• Excerpted data:
::::::::
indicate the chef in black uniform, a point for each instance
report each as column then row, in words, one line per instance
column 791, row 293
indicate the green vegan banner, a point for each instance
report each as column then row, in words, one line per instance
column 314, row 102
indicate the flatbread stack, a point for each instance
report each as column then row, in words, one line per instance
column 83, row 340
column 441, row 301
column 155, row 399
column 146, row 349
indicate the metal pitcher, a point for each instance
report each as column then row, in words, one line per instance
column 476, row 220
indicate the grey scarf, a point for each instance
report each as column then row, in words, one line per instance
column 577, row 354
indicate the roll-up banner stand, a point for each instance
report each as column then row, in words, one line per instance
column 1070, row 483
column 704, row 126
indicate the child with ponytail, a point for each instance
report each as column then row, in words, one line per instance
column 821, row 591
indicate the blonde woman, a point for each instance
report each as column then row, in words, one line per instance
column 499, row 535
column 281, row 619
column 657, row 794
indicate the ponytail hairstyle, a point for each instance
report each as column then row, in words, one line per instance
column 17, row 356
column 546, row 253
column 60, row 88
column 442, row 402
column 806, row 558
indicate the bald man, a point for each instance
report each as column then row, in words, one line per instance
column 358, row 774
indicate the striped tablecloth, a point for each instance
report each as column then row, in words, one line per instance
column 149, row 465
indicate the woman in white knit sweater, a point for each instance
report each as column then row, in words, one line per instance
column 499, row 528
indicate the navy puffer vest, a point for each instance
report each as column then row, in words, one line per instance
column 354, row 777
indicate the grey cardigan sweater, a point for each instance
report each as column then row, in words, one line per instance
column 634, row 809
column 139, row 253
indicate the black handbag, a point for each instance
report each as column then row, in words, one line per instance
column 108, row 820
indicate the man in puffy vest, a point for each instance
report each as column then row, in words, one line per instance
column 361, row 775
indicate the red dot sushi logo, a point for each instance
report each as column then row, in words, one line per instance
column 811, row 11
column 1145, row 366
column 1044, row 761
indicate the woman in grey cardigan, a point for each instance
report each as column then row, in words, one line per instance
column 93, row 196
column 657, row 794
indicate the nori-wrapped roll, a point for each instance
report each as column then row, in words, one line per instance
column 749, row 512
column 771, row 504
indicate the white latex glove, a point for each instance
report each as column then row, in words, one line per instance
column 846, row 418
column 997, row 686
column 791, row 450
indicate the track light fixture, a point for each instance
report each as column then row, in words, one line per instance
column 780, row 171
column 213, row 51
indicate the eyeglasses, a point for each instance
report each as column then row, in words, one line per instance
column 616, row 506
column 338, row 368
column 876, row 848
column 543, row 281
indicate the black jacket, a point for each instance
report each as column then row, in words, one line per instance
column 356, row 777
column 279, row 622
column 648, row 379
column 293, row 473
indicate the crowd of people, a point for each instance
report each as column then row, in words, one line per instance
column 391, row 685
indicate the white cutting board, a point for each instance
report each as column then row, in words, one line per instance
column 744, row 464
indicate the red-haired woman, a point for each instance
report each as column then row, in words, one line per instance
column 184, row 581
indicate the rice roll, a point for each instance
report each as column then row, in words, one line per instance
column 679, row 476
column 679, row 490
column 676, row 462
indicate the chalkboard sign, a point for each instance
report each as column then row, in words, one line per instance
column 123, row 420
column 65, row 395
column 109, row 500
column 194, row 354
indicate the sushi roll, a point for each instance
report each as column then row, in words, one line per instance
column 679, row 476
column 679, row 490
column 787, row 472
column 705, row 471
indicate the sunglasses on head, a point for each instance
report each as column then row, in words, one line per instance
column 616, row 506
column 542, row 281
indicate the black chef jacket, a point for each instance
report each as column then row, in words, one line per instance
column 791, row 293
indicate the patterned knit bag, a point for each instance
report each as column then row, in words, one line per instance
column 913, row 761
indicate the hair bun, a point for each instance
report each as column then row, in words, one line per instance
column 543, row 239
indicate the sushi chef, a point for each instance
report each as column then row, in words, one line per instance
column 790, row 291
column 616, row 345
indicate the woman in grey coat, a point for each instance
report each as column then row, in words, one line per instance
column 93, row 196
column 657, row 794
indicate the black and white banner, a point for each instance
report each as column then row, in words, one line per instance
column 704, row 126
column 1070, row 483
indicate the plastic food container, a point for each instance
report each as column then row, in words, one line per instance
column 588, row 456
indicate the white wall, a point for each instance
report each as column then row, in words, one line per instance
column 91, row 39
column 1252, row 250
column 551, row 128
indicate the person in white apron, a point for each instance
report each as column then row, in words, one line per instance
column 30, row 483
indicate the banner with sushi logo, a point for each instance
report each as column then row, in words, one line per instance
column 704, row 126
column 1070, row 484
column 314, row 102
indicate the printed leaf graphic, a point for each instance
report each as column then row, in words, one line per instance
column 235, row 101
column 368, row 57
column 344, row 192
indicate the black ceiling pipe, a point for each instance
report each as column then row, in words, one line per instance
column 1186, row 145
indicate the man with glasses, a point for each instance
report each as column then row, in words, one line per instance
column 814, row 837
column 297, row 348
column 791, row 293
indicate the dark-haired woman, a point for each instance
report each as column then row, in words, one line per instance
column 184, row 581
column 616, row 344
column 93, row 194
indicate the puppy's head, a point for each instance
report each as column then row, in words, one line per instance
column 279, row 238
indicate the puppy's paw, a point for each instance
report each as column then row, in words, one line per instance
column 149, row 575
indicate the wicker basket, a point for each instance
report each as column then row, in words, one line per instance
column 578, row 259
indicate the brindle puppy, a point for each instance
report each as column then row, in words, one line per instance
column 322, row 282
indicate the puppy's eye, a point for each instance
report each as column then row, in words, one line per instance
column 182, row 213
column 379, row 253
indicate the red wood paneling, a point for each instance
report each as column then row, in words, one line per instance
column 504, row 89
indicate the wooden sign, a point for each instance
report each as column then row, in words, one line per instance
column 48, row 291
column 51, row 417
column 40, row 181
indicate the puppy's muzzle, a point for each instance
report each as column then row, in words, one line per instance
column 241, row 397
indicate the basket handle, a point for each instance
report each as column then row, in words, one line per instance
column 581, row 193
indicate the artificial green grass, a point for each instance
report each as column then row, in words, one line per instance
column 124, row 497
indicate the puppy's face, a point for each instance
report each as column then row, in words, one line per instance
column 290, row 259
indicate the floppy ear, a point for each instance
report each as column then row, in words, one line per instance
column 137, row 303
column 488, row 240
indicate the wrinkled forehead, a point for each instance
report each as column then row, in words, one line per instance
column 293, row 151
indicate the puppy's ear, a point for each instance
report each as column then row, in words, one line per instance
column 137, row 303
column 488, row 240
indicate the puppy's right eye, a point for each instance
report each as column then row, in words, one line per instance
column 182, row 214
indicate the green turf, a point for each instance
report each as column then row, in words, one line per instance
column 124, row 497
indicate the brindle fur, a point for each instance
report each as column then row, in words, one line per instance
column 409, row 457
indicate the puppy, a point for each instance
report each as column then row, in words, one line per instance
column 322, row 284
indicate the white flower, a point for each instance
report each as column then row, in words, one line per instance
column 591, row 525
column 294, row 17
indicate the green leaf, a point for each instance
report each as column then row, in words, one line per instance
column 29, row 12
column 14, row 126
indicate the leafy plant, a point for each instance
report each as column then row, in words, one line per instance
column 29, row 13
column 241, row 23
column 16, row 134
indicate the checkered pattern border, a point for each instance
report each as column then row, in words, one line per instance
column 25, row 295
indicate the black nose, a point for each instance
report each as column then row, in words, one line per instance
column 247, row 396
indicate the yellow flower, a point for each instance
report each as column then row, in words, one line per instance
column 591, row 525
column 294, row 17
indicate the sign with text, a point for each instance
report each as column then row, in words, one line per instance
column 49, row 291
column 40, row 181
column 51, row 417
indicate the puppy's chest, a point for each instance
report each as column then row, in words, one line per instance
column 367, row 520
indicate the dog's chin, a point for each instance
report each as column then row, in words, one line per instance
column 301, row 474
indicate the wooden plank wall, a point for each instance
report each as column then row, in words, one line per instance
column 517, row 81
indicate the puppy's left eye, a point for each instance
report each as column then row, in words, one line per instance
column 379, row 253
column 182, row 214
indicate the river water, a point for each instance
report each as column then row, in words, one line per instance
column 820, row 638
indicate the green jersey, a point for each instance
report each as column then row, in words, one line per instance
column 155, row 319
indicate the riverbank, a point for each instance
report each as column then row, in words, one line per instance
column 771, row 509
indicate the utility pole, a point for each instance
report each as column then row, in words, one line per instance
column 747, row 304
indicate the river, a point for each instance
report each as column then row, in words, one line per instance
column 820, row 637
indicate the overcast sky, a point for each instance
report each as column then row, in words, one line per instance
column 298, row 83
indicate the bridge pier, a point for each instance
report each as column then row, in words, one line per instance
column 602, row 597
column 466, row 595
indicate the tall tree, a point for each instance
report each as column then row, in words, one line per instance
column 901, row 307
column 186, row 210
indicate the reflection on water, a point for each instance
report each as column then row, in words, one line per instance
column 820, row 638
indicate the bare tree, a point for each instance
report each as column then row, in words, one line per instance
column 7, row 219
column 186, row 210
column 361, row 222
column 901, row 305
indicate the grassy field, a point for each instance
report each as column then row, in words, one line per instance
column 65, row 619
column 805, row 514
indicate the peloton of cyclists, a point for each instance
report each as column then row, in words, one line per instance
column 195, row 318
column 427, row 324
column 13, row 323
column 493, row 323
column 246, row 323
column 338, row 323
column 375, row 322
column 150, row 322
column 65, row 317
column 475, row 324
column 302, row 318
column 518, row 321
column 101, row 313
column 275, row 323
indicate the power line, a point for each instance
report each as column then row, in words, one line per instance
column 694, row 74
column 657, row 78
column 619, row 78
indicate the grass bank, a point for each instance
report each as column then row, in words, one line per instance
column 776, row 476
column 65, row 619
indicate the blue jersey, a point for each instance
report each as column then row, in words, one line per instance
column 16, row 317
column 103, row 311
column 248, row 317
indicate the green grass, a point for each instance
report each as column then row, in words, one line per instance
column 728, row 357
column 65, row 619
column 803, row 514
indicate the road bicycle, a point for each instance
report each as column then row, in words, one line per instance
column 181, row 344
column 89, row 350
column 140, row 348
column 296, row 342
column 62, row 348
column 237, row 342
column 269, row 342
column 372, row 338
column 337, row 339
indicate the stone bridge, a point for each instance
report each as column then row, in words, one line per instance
::::::::
• What is expected: Write out the lines above, word for word, from the line holding "indicate the artificial" through the line holding "column 322, row 284", inclusive.

• Task output:
indicate the artificial green grass, a point for each instance
report each as column then row, in words, one line per instance
column 124, row 497
indicate the puppy's face, a point for each instance
report each as column then row, in words, one line per instance
column 290, row 259
indicate the floppy ear, a point for each instance
report each as column then row, in words, one line per instance
column 137, row 303
column 488, row 240
indicate the wrinkled forehead, a point for each instance
report each as column then row, in words, one line per instance
column 293, row 151
indicate the puppy's ear, a point for each instance
report each as column then row, in words, one line per instance
column 137, row 303
column 488, row 240
indicate the puppy's right eye, a point for each instance
report each as column then row, in words, one line per instance
column 182, row 214
indicate the green turf, a point for each instance
report each as column then row, in words, one line per instance
column 124, row 497
indicate the brindle fur, a point for each instance
report each as column then row, in words, one line per instance
column 409, row 457
indicate the puppy, a point for each instance
report each as column then row, in words, one line per instance
column 322, row 284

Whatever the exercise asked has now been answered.